▸ Aim of the exercise
Count the lines in the material that contain the word "rack", and give only that number.

▸ Dataset records
============================================================

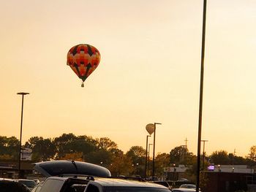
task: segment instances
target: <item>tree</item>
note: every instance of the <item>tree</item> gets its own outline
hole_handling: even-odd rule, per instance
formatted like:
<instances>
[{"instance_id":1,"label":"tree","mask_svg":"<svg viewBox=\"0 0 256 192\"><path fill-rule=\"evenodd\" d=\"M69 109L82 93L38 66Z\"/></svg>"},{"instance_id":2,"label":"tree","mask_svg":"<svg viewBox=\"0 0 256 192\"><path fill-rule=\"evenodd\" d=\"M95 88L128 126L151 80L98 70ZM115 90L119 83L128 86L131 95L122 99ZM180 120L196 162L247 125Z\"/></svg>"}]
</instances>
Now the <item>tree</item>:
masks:
<instances>
[{"instance_id":1,"label":"tree","mask_svg":"<svg viewBox=\"0 0 256 192\"><path fill-rule=\"evenodd\" d=\"M16 160L18 158L19 147L20 141L16 137L0 136L0 155L8 155L12 159Z\"/></svg>"},{"instance_id":2,"label":"tree","mask_svg":"<svg viewBox=\"0 0 256 192\"><path fill-rule=\"evenodd\" d=\"M155 170L157 177L162 177L164 172L164 167L170 165L170 154L158 153L155 159Z\"/></svg>"},{"instance_id":3,"label":"tree","mask_svg":"<svg viewBox=\"0 0 256 192\"><path fill-rule=\"evenodd\" d=\"M108 137L102 137L99 139L96 139L97 142L97 146L99 149L106 150L108 151L110 151L112 150L117 149L117 144L110 139Z\"/></svg>"},{"instance_id":4,"label":"tree","mask_svg":"<svg viewBox=\"0 0 256 192\"><path fill-rule=\"evenodd\" d=\"M60 159L82 161L83 153L66 153L65 155Z\"/></svg>"},{"instance_id":5,"label":"tree","mask_svg":"<svg viewBox=\"0 0 256 192\"><path fill-rule=\"evenodd\" d=\"M26 143L25 147L32 150L32 161L49 161L56 155L56 147L51 139L33 137Z\"/></svg>"},{"instance_id":6,"label":"tree","mask_svg":"<svg viewBox=\"0 0 256 192\"><path fill-rule=\"evenodd\" d=\"M132 166L132 159L124 155L124 153L116 153L112 163L108 168L113 176L132 176L135 172L135 166Z\"/></svg>"},{"instance_id":7,"label":"tree","mask_svg":"<svg viewBox=\"0 0 256 192\"><path fill-rule=\"evenodd\" d=\"M132 146L127 152L126 155L132 160L135 169L134 174L144 175L146 150L141 146Z\"/></svg>"},{"instance_id":8,"label":"tree","mask_svg":"<svg viewBox=\"0 0 256 192\"><path fill-rule=\"evenodd\" d=\"M256 161L256 145L252 146L250 147L249 153L246 157L252 161Z\"/></svg>"},{"instance_id":9,"label":"tree","mask_svg":"<svg viewBox=\"0 0 256 192\"><path fill-rule=\"evenodd\" d=\"M61 137L53 139L53 144L57 149L57 158L62 158L66 153L70 153L73 151L70 144L76 139L77 137L73 134L63 134Z\"/></svg>"},{"instance_id":10,"label":"tree","mask_svg":"<svg viewBox=\"0 0 256 192\"><path fill-rule=\"evenodd\" d=\"M230 161L227 152L225 150L216 150L211 155L211 163L214 164L227 165Z\"/></svg>"}]
</instances>

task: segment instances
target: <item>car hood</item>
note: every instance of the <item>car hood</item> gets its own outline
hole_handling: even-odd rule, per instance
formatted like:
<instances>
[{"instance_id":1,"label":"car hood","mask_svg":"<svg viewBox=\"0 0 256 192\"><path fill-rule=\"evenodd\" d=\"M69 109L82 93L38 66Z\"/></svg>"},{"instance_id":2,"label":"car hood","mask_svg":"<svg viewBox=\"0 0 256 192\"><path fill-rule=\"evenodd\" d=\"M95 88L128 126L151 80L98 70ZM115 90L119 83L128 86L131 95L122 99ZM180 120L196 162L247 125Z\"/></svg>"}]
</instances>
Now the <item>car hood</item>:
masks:
<instances>
[{"instance_id":1,"label":"car hood","mask_svg":"<svg viewBox=\"0 0 256 192\"><path fill-rule=\"evenodd\" d=\"M110 172L98 165L75 161L50 161L34 164L34 169L46 177L61 175L110 177Z\"/></svg>"}]
</instances>

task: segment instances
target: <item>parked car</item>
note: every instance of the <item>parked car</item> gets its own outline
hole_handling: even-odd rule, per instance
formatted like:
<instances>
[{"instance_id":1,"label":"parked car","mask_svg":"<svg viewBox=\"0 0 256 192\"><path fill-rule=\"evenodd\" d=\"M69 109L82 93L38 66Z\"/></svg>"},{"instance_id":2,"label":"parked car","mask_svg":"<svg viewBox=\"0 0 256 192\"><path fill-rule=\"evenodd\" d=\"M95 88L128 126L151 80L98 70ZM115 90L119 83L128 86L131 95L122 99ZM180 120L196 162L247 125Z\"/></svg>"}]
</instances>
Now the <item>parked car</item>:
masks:
<instances>
[{"instance_id":1,"label":"parked car","mask_svg":"<svg viewBox=\"0 0 256 192\"><path fill-rule=\"evenodd\" d=\"M39 192L41 190L42 184L38 184L37 186L35 186L32 190L31 192Z\"/></svg>"},{"instance_id":2,"label":"parked car","mask_svg":"<svg viewBox=\"0 0 256 192\"><path fill-rule=\"evenodd\" d=\"M111 176L108 169L85 162L61 160L40 162L34 165L34 169L47 177L40 192L78 191L75 187L80 191L81 185L83 186L83 191L89 182L87 176Z\"/></svg>"},{"instance_id":3,"label":"parked car","mask_svg":"<svg viewBox=\"0 0 256 192\"><path fill-rule=\"evenodd\" d=\"M37 183L34 180L31 180L18 179L15 181L27 186L30 191L32 190L37 185Z\"/></svg>"},{"instance_id":4,"label":"parked car","mask_svg":"<svg viewBox=\"0 0 256 192\"><path fill-rule=\"evenodd\" d=\"M15 182L13 180L0 180L1 192L31 192L30 189L22 183Z\"/></svg>"},{"instance_id":5,"label":"parked car","mask_svg":"<svg viewBox=\"0 0 256 192\"><path fill-rule=\"evenodd\" d=\"M48 177L40 192L170 192L165 186L141 178L111 177L106 168L84 162L42 162L36 164L34 169Z\"/></svg>"},{"instance_id":6,"label":"parked car","mask_svg":"<svg viewBox=\"0 0 256 192\"><path fill-rule=\"evenodd\" d=\"M192 188L173 188L172 189L173 192L195 192L195 189ZM200 191L199 191L200 192Z\"/></svg>"},{"instance_id":7,"label":"parked car","mask_svg":"<svg viewBox=\"0 0 256 192\"><path fill-rule=\"evenodd\" d=\"M172 186L170 185L167 181L151 181L151 183L163 185L165 187L167 187L169 189L172 188Z\"/></svg>"},{"instance_id":8,"label":"parked car","mask_svg":"<svg viewBox=\"0 0 256 192\"><path fill-rule=\"evenodd\" d=\"M194 188L195 189L197 186L194 184L182 184L180 187L180 188Z\"/></svg>"},{"instance_id":9,"label":"parked car","mask_svg":"<svg viewBox=\"0 0 256 192\"><path fill-rule=\"evenodd\" d=\"M65 175L110 177L110 172L101 166L81 161L59 160L35 163L34 169L46 177Z\"/></svg>"},{"instance_id":10,"label":"parked car","mask_svg":"<svg viewBox=\"0 0 256 192\"><path fill-rule=\"evenodd\" d=\"M161 185L143 180L121 178L95 178L90 180L83 192L170 192L170 190Z\"/></svg>"}]
</instances>

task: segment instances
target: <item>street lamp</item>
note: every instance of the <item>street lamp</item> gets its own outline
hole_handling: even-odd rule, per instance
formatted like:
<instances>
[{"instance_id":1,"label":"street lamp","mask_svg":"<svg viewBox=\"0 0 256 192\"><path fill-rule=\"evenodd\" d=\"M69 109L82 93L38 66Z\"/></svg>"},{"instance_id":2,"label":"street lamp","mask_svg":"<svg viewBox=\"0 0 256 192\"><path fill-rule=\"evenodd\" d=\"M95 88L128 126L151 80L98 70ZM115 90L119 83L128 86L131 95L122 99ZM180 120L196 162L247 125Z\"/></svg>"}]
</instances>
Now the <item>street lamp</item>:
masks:
<instances>
[{"instance_id":1,"label":"street lamp","mask_svg":"<svg viewBox=\"0 0 256 192\"><path fill-rule=\"evenodd\" d=\"M154 123L154 145L153 145L153 164L152 164L152 180L154 180L154 150L156 146L156 126L162 125L160 123Z\"/></svg>"},{"instance_id":2,"label":"street lamp","mask_svg":"<svg viewBox=\"0 0 256 192\"><path fill-rule=\"evenodd\" d=\"M148 164L148 137L151 135L147 135L146 140L146 161L145 161L145 178L147 177L147 164Z\"/></svg>"},{"instance_id":3,"label":"street lamp","mask_svg":"<svg viewBox=\"0 0 256 192\"><path fill-rule=\"evenodd\" d=\"M20 92L20 93L18 93L17 94L22 96L20 136L20 148L19 148L19 168L18 168L18 178L20 178L20 151L21 151L22 123L23 123L23 100L24 100L24 96L29 94L29 93Z\"/></svg>"},{"instance_id":4,"label":"street lamp","mask_svg":"<svg viewBox=\"0 0 256 192\"><path fill-rule=\"evenodd\" d=\"M148 144L148 167L149 167L148 164L149 164L149 157L150 157L150 145L153 145L153 144L151 144L151 143L149 143L149 144Z\"/></svg>"},{"instance_id":5,"label":"street lamp","mask_svg":"<svg viewBox=\"0 0 256 192\"><path fill-rule=\"evenodd\" d=\"M174 183L174 182L175 182L175 180L176 180L176 164L173 164L173 183Z\"/></svg>"},{"instance_id":6,"label":"street lamp","mask_svg":"<svg viewBox=\"0 0 256 192\"><path fill-rule=\"evenodd\" d=\"M197 185L195 189L195 191L197 192L199 191L199 185L200 185L200 161L201 133L202 133L203 72L204 72L206 26L206 3L207 3L207 0L203 0L202 47L201 47L201 70L200 70L200 80L199 115L198 115Z\"/></svg>"}]
</instances>

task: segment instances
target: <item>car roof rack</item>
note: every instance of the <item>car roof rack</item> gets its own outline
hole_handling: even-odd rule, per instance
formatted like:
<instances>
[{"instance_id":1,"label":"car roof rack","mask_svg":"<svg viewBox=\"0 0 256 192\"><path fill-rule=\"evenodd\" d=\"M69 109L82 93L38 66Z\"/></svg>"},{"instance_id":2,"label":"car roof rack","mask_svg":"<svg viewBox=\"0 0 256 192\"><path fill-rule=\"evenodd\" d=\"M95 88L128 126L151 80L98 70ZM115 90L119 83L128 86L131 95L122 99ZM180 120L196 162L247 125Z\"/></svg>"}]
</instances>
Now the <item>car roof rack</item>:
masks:
<instances>
[{"instance_id":1,"label":"car roof rack","mask_svg":"<svg viewBox=\"0 0 256 192\"><path fill-rule=\"evenodd\" d=\"M143 179L141 177L138 177L113 176L113 177L108 177L107 178L122 179L122 180L137 180L137 181L146 182L146 180L144 179Z\"/></svg>"}]
</instances>

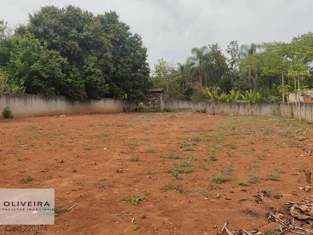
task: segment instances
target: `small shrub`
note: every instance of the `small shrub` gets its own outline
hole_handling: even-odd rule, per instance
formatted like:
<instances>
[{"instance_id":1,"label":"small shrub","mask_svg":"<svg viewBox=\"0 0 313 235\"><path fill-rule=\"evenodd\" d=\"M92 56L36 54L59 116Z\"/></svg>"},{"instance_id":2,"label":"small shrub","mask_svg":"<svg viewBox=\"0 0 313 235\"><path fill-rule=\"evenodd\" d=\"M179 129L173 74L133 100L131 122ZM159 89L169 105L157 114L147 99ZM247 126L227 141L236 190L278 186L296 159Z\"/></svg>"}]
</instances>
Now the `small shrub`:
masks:
<instances>
[{"instance_id":1,"label":"small shrub","mask_svg":"<svg viewBox=\"0 0 313 235\"><path fill-rule=\"evenodd\" d=\"M206 113L206 110L204 108L203 109L196 109L196 112L205 114Z\"/></svg>"},{"instance_id":2,"label":"small shrub","mask_svg":"<svg viewBox=\"0 0 313 235\"><path fill-rule=\"evenodd\" d=\"M193 170L192 164L188 162L176 163L175 166L175 168L169 170L169 172L173 173L174 176L178 176L180 173L189 173Z\"/></svg>"},{"instance_id":3,"label":"small shrub","mask_svg":"<svg viewBox=\"0 0 313 235\"><path fill-rule=\"evenodd\" d=\"M225 180L225 179L222 175L222 174L219 173L212 179L212 180L213 180L214 183L216 183L217 184L222 184L224 181Z\"/></svg>"},{"instance_id":4,"label":"small shrub","mask_svg":"<svg viewBox=\"0 0 313 235\"><path fill-rule=\"evenodd\" d=\"M259 176L254 171L249 173L248 175L249 178L248 179L248 181L249 183L255 184L259 182Z\"/></svg>"},{"instance_id":5,"label":"small shrub","mask_svg":"<svg viewBox=\"0 0 313 235\"><path fill-rule=\"evenodd\" d=\"M176 155L175 154L172 154L169 157L170 159L179 159L179 155Z\"/></svg>"},{"instance_id":6,"label":"small shrub","mask_svg":"<svg viewBox=\"0 0 313 235\"><path fill-rule=\"evenodd\" d=\"M210 160L212 162L215 162L216 160L217 160L217 159L215 156L211 156L211 157L210 157Z\"/></svg>"},{"instance_id":7,"label":"small shrub","mask_svg":"<svg viewBox=\"0 0 313 235\"><path fill-rule=\"evenodd\" d=\"M202 188L196 188L195 192L198 192L199 193L201 193L201 194L205 194L206 193L206 191L204 189L202 189Z\"/></svg>"},{"instance_id":8,"label":"small shrub","mask_svg":"<svg viewBox=\"0 0 313 235\"><path fill-rule=\"evenodd\" d=\"M273 181L280 181L280 179L279 178L279 176L278 176L277 175L274 175L274 174L270 174L270 175L268 175L268 178L269 180L272 180Z\"/></svg>"},{"instance_id":9,"label":"small shrub","mask_svg":"<svg viewBox=\"0 0 313 235\"><path fill-rule=\"evenodd\" d=\"M83 145L83 148L84 149L85 149L85 150L91 150L91 147L90 146L88 145L87 144L84 144Z\"/></svg>"},{"instance_id":10,"label":"small shrub","mask_svg":"<svg viewBox=\"0 0 313 235\"><path fill-rule=\"evenodd\" d=\"M265 232L266 235L278 235L280 234L279 228L276 228L274 229L267 229Z\"/></svg>"},{"instance_id":11,"label":"small shrub","mask_svg":"<svg viewBox=\"0 0 313 235\"><path fill-rule=\"evenodd\" d=\"M275 170L280 173L285 173L285 170L282 169L281 168L276 168L275 169Z\"/></svg>"},{"instance_id":12,"label":"small shrub","mask_svg":"<svg viewBox=\"0 0 313 235\"><path fill-rule=\"evenodd\" d=\"M3 109L3 111L2 111L2 115L4 118L8 118L12 115L12 110L8 107L6 107Z\"/></svg>"},{"instance_id":13,"label":"small shrub","mask_svg":"<svg viewBox=\"0 0 313 235\"><path fill-rule=\"evenodd\" d=\"M148 150L147 150L147 152L148 153L156 153L156 149L155 148L150 148L148 149Z\"/></svg>"},{"instance_id":14,"label":"small shrub","mask_svg":"<svg viewBox=\"0 0 313 235\"><path fill-rule=\"evenodd\" d=\"M192 147L187 147L186 148L184 148L183 151L193 151L194 149Z\"/></svg>"},{"instance_id":15,"label":"small shrub","mask_svg":"<svg viewBox=\"0 0 313 235\"><path fill-rule=\"evenodd\" d=\"M171 107L168 107L164 110L165 112L168 113L172 113L173 112L173 109Z\"/></svg>"},{"instance_id":16,"label":"small shrub","mask_svg":"<svg viewBox=\"0 0 313 235\"><path fill-rule=\"evenodd\" d=\"M67 210L67 209L66 207L64 207L63 208L59 208L58 207L55 207L54 208L54 215L57 215L61 212L65 212Z\"/></svg>"},{"instance_id":17,"label":"small shrub","mask_svg":"<svg viewBox=\"0 0 313 235\"><path fill-rule=\"evenodd\" d=\"M192 140L192 141L200 141L201 140L201 139L200 138L200 137L198 136L195 136L194 137L193 137Z\"/></svg>"},{"instance_id":18,"label":"small shrub","mask_svg":"<svg viewBox=\"0 0 313 235\"><path fill-rule=\"evenodd\" d=\"M98 188L107 188L108 186L105 184L98 184Z\"/></svg>"},{"instance_id":19,"label":"small shrub","mask_svg":"<svg viewBox=\"0 0 313 235\"><path fill-rule=\"evenodd\" d=\"M181 186L180 184L173 184L172 183L170 183L165 186L164 186L162 188L160 188L160 190L171 190L171 189L176 189L179 188Z\"/></svg>"},{"instance_id":20,"label":"small shrub","mask_svg":"<svg viewBox=\"0 0 313 235\"><path fill-rule=\"evenodd\" d=\"M139 161L139 157L138 157L137 156L136 156L135 157L133 157L133 158L131 158L131 160L130 161L131 162L138 162Z\"/></svg>"},{"instance_id":21,"label":"small shrub","mask_svg":"<svg viewBox=\"0 0 313 235\"><path fill-rule=\"evenodd\" d=\"M25 181L30 181L31 180L33 180L34 178L30 175L27 175L26 178L25 178Z\"/></svg>"},{"instance_id":22,"label":"small shrub","mask_svg":"<svg viewBox=\"0 0 313 235\"><path fill-rule=\"evenodd\" d=\"M139 196L134 195L132 197L127 197L126 198L122 198L121 199L121 201L128 201L131 202L131 203L134 205L136 206L138 205L138 203L140 201L143 201L144 200L146 200L148 199L148 192L145 192L142 195L140 195Z\"/></svg>"},{"instance_id":23,"label":"small shrub","mask_svg":"<svg viewBox=\"0 0 313 235\"><path fill-rule=\"evenodd\" d=\"M127 218L127 214L125 212L122 212L122 213L119 216L119 217L123 219L126 219Z\"/></svg>"},{"instance_id":24,"label":"small shrub","mask_svg":"<svg viewBox=\"0 0 313 235\"><path fill-rule=\"evenodd\" d=\"M187 189L185 189L182 188L179 188L177 189L177 191L181 194L185 194L188 191Z\"/></svg>"},{"instance_id":25,"label":"small shrub","mask_svg":"<svg viewBox=\"0 0 313 235\"><path fill-rule=\"evenodd\" d=\"M247 182L246 180L241 180L238 182L238 185L246 187L248 186Z\"/></svg>"}]
</instances>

============================================================

▸ Task answer
5